» ЗАДАНИЕ:
Найдите в строках ниже все, где встречается слово «grass», и выпишите их целиком. Регистр букв учитывается.

§

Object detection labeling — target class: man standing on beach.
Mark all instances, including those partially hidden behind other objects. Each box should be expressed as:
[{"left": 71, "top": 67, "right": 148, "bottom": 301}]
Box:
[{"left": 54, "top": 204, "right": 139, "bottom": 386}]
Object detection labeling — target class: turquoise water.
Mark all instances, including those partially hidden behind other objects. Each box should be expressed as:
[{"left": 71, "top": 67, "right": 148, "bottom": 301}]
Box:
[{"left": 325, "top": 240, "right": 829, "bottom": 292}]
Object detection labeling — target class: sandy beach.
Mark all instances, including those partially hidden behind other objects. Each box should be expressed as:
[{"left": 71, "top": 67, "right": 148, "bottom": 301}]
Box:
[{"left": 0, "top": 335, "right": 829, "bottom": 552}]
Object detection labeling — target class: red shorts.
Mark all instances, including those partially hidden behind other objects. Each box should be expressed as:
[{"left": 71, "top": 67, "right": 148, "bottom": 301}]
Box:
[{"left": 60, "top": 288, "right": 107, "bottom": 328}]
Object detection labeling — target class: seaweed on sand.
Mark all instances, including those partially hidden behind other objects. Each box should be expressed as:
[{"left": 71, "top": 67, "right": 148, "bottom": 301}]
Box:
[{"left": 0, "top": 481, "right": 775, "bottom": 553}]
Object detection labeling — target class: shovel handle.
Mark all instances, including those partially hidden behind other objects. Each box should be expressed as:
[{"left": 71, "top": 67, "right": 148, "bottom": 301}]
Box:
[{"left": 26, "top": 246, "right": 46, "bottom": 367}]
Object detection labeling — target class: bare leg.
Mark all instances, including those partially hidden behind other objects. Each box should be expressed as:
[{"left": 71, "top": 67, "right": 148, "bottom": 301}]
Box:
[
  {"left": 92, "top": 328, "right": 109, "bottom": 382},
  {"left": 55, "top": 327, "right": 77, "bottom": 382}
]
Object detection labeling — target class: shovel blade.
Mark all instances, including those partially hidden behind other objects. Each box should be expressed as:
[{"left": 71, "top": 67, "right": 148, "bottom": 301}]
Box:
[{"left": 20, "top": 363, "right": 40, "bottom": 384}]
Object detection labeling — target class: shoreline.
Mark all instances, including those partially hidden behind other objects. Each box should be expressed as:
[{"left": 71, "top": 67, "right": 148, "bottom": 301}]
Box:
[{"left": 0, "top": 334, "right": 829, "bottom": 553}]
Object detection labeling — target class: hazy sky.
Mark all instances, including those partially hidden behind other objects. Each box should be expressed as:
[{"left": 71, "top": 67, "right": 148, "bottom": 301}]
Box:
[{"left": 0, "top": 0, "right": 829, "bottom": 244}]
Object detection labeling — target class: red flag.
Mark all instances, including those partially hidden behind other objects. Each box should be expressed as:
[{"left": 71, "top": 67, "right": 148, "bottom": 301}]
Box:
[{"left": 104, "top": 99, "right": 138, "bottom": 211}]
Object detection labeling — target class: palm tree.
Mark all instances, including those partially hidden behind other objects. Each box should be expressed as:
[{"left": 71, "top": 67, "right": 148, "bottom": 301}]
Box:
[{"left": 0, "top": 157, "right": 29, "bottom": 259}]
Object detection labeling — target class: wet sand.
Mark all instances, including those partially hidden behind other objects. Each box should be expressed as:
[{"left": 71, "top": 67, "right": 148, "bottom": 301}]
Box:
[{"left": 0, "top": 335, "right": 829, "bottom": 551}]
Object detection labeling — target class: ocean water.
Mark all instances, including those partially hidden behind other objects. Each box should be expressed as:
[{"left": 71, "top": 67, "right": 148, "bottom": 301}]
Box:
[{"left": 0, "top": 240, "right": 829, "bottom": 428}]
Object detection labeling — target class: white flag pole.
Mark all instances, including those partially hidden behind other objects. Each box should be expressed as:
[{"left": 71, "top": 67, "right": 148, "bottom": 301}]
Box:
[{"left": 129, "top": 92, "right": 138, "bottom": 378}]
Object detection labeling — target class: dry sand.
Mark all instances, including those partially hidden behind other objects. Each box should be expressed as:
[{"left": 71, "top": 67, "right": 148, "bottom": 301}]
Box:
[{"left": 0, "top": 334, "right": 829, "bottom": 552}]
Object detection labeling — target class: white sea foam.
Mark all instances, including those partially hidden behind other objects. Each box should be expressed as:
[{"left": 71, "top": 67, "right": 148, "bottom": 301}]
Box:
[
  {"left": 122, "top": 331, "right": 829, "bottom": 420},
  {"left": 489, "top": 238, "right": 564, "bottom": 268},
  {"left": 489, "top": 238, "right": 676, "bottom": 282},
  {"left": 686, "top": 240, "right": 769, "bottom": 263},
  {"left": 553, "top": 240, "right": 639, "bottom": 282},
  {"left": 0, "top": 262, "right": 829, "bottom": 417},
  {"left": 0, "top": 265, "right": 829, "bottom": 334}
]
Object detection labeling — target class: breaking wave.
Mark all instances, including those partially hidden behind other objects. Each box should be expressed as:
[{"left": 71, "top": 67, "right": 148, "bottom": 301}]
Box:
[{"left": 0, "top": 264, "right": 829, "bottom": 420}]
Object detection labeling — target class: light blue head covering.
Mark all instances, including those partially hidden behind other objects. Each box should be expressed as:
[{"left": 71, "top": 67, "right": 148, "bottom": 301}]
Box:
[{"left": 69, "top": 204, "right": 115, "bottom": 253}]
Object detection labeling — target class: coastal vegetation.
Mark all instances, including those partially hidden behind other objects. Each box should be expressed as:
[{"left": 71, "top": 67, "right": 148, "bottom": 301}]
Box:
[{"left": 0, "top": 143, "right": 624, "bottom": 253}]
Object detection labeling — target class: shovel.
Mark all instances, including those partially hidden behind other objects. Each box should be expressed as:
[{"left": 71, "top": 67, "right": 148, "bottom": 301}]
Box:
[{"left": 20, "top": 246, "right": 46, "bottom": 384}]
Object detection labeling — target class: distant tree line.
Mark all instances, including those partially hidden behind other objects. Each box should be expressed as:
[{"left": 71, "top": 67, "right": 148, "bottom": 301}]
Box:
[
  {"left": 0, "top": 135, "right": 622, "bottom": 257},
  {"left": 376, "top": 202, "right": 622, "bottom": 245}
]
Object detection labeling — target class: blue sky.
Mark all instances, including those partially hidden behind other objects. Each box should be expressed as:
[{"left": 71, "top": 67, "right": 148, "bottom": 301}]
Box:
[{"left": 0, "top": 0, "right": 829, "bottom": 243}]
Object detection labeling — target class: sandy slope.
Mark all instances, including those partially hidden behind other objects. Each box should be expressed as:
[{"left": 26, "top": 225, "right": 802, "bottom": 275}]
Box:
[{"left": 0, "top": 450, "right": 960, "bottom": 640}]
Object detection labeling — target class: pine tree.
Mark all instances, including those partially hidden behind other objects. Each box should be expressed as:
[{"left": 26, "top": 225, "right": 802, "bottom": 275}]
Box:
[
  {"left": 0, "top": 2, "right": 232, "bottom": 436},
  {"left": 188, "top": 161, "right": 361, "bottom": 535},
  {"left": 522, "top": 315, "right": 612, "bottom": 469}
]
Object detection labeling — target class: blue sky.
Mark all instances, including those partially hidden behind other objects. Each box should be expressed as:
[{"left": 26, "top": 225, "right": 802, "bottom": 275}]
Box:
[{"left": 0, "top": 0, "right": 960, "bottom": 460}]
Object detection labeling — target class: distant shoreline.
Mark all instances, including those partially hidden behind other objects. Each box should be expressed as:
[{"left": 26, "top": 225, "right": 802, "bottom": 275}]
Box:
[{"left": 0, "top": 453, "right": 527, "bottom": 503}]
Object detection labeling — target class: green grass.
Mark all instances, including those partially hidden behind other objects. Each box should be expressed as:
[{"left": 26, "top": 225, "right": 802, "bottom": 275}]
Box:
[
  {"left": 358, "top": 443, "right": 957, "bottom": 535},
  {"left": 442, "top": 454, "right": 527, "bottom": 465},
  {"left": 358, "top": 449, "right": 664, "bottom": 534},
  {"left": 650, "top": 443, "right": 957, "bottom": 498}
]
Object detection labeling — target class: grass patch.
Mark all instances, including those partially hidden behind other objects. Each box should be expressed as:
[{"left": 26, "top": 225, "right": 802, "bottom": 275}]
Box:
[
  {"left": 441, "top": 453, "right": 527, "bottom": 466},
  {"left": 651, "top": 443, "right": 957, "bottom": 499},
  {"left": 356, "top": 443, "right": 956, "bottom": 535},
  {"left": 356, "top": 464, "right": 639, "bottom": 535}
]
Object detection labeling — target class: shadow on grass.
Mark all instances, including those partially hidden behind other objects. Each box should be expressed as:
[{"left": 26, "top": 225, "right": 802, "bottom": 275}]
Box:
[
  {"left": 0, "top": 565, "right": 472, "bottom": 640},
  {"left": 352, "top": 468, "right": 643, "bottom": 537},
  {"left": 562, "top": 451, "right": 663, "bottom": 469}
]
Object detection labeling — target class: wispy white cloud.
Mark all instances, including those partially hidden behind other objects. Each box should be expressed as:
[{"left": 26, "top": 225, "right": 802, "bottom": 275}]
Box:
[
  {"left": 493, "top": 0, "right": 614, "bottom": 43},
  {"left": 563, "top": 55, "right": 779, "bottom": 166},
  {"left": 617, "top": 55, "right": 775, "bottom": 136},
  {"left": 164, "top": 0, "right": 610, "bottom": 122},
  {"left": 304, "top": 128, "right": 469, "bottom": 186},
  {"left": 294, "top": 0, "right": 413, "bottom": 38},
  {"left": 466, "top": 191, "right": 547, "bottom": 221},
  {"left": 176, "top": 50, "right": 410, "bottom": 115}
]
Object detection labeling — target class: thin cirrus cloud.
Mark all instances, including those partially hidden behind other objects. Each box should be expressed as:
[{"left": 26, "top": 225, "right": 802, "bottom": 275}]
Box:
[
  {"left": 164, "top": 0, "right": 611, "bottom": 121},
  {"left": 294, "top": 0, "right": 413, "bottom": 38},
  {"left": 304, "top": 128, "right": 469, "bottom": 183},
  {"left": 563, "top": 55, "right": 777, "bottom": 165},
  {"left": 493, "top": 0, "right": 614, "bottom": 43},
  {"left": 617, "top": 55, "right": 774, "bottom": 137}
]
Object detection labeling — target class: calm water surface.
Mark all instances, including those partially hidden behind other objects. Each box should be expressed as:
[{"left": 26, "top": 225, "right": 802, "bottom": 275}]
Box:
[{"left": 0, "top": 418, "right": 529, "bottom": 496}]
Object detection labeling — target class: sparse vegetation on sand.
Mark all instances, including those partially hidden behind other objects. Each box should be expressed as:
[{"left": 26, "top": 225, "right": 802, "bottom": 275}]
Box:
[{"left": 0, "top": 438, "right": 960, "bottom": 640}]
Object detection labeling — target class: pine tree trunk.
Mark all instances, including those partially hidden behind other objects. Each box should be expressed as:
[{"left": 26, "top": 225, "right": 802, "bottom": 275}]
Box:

§

» ОТВЕТ:
Object detection labeling — target class: green grass.
Object detection labeling — target class: grass patch.
Object detection labeling — target class: shadow on grass.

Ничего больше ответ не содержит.